#### Data shown
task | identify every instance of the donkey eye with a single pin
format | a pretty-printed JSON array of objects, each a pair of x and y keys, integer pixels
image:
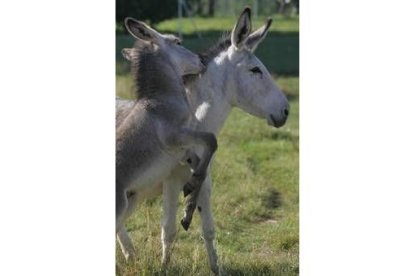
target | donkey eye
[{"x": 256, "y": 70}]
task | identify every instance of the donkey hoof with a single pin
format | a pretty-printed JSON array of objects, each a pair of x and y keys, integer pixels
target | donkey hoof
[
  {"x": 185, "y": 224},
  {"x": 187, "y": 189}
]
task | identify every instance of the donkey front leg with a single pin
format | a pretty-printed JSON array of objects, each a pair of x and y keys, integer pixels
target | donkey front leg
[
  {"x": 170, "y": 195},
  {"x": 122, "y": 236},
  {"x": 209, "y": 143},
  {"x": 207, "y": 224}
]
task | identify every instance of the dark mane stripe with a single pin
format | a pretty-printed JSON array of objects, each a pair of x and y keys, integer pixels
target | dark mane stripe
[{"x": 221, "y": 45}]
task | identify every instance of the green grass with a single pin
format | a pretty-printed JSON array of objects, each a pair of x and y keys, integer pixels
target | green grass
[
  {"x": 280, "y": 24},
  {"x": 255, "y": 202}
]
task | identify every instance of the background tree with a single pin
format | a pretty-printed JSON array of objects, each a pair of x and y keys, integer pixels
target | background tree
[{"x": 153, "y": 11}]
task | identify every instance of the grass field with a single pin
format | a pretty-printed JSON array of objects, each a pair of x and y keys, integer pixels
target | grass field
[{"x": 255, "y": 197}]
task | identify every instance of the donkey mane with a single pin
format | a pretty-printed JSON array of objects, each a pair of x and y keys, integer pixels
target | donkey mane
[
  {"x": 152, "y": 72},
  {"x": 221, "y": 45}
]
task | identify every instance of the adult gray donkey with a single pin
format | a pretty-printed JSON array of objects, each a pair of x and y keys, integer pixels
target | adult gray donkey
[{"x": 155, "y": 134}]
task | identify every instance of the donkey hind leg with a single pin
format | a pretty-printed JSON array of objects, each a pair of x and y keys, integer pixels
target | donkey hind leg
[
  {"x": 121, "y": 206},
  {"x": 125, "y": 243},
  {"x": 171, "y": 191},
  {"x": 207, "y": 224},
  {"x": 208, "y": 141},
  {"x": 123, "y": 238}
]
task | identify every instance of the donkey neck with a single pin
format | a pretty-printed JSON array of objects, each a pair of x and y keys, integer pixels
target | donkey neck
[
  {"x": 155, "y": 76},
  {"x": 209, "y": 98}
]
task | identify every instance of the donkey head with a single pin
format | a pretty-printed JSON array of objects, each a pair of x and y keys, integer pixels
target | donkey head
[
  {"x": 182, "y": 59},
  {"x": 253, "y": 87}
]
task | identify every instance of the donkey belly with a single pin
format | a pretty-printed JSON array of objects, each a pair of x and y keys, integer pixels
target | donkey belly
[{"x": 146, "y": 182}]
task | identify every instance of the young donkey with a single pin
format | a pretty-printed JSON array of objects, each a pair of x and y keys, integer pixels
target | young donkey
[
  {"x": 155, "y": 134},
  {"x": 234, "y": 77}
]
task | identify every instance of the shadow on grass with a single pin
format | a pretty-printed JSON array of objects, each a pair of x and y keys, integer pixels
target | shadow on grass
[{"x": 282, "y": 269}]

==

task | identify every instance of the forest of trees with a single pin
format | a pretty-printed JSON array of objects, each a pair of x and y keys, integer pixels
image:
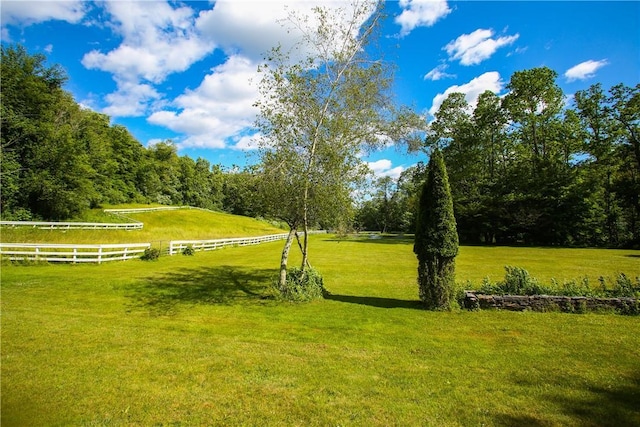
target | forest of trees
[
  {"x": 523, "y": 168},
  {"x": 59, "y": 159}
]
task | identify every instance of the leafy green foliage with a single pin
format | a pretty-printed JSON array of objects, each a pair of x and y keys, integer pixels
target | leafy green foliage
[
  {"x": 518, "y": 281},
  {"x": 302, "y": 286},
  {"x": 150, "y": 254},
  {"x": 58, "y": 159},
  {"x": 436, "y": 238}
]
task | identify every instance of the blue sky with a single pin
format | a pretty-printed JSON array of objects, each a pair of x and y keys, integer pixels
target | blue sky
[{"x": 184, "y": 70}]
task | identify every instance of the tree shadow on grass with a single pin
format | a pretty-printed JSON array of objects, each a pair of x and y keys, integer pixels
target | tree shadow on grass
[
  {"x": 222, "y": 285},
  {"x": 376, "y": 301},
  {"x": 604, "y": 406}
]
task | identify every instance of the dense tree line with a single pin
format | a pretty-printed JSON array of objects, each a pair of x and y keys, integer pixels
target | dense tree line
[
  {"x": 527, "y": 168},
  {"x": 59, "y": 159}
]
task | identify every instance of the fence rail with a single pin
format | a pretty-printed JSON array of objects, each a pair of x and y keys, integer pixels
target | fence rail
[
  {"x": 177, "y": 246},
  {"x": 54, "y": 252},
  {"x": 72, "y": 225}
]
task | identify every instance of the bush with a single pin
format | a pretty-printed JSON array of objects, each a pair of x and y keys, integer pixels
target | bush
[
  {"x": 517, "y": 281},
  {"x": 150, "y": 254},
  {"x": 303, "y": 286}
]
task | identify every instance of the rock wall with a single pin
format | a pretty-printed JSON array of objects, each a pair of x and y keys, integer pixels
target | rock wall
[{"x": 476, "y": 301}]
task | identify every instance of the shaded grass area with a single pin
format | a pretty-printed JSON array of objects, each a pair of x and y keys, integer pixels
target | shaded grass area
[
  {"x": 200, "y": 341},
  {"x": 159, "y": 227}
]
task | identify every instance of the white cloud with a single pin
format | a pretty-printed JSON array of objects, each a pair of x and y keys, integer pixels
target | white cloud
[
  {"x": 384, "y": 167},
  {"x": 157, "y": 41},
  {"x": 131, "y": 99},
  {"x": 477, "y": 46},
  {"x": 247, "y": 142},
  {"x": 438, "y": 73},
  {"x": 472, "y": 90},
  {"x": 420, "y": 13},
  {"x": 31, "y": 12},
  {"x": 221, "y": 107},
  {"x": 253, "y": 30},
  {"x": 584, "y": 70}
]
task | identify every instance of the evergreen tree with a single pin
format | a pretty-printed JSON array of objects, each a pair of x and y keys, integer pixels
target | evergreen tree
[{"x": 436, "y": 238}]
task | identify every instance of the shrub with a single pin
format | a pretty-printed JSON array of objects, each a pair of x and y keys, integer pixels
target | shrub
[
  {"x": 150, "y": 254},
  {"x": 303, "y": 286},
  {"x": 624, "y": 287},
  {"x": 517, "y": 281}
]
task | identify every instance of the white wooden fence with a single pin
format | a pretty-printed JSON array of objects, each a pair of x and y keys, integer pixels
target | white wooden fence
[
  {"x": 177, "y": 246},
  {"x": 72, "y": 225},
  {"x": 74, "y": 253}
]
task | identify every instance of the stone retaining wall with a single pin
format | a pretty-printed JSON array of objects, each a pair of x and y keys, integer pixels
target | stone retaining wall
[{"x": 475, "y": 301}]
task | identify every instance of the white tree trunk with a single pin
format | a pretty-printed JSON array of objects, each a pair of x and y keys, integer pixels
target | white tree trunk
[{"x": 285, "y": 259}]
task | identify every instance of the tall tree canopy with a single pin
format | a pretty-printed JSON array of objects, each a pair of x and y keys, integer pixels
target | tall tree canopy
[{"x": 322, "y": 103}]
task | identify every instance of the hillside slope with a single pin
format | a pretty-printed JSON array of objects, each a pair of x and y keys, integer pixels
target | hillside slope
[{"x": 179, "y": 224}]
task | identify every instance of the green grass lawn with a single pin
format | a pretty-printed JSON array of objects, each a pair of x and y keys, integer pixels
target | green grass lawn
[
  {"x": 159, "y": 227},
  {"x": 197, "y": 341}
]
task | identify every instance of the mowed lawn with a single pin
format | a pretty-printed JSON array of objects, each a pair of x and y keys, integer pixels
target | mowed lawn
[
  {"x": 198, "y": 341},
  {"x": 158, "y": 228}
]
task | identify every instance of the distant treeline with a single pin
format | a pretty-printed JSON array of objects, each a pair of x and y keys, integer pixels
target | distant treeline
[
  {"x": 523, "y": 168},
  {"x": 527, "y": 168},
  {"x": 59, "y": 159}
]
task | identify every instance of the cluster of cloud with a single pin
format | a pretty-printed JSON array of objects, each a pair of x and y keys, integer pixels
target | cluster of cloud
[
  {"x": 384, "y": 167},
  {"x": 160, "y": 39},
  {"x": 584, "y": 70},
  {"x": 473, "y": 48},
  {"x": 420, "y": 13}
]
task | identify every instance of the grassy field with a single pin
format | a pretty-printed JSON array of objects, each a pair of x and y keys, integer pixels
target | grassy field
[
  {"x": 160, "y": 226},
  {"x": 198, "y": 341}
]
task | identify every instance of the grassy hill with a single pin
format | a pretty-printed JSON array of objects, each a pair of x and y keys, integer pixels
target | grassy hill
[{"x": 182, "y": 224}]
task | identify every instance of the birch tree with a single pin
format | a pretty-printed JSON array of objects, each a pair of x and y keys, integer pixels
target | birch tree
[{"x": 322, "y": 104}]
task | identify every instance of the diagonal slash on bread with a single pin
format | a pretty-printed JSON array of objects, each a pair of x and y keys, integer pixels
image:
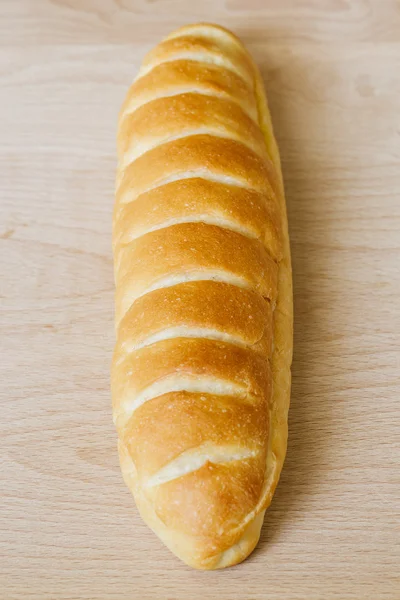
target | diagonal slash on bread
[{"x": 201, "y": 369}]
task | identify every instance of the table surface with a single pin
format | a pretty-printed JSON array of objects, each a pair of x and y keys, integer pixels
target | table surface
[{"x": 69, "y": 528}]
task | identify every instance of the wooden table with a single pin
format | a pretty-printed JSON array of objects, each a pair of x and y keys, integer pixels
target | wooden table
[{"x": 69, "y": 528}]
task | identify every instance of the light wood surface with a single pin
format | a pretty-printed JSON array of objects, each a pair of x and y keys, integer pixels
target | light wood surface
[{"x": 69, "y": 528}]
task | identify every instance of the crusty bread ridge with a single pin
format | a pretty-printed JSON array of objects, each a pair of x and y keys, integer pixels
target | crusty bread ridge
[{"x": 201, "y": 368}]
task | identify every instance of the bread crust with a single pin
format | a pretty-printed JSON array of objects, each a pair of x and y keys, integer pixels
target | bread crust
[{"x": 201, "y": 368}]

---

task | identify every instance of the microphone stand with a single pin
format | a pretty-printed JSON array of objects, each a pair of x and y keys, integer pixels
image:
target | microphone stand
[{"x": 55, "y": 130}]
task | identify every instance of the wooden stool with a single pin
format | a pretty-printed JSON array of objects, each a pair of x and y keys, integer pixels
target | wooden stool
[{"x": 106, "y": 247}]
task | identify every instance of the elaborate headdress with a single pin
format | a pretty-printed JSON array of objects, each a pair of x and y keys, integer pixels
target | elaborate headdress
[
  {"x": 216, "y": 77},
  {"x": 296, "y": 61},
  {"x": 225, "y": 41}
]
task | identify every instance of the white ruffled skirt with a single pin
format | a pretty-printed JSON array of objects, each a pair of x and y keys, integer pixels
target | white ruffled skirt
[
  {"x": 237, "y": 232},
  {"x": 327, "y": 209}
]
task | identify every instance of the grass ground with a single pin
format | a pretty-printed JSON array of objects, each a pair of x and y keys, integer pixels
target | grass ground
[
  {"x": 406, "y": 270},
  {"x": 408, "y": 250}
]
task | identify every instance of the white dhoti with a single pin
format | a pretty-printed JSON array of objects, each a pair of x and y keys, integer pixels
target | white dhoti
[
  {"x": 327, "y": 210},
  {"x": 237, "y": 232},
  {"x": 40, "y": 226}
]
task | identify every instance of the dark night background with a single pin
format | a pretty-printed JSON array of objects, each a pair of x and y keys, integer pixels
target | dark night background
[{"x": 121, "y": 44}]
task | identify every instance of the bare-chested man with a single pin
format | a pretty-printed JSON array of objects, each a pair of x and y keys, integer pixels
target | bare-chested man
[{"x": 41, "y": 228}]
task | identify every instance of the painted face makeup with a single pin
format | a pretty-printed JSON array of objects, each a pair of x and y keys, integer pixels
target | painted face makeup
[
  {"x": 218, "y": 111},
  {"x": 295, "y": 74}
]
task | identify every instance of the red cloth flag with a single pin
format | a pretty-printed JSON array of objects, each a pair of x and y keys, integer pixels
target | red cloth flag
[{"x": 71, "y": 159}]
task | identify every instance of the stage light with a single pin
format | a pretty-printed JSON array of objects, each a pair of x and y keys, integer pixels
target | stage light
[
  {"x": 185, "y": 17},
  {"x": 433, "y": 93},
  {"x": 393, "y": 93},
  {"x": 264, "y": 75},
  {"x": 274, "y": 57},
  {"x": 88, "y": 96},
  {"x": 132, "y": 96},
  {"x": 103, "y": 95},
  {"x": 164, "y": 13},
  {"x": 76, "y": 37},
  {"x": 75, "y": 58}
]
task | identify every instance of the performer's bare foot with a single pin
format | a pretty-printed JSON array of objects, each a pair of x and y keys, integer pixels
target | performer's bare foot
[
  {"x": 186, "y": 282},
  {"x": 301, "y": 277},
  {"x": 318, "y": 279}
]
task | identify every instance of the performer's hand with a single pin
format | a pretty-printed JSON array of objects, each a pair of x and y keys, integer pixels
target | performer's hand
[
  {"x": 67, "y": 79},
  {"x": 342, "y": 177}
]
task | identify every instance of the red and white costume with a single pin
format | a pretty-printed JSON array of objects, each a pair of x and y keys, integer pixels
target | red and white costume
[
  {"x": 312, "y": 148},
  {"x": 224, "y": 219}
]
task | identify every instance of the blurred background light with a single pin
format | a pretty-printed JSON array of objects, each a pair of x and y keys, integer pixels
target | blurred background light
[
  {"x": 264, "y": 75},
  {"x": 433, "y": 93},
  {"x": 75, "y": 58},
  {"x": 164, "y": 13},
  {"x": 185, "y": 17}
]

#### What to do
In the data above, the stretch from the line with "task | identify every instance of the donkey eye" through the line with "task | identify every instance of the dark mane" is to be returned exactly, minus any pictures.

#### Task solution
task | identify every instance of the donkey eye with a single pin
format | a pretty-printed JSON array of objects, each a pair of x and y keys, integer pixels
image:
target | donkey eye
[{"x": 256, "y": 70}]
task | identify every instance of the donkey hoof with a single pin
format | a pretty-printed JSON array of objects, each a pair of x and y keys, integer pixels
target | donkey hoof
[
  {"x": 185, "y": 224},
  {"x": 187, "y": 189}
]
task | identify every instance of the donkey front leg with a single pin
format | a pretty-printed JSON array of objects, each a pair of x and y keys, integer pixels
target | donkey front leg
[
  {"x": 170, "y": 195},
  {"x": 122, "y": 236},
  {"x": 209, "y": 143},
  {"x": 207, "y": 224}
]
task | identify every instance of the dark mane stripe with a single pin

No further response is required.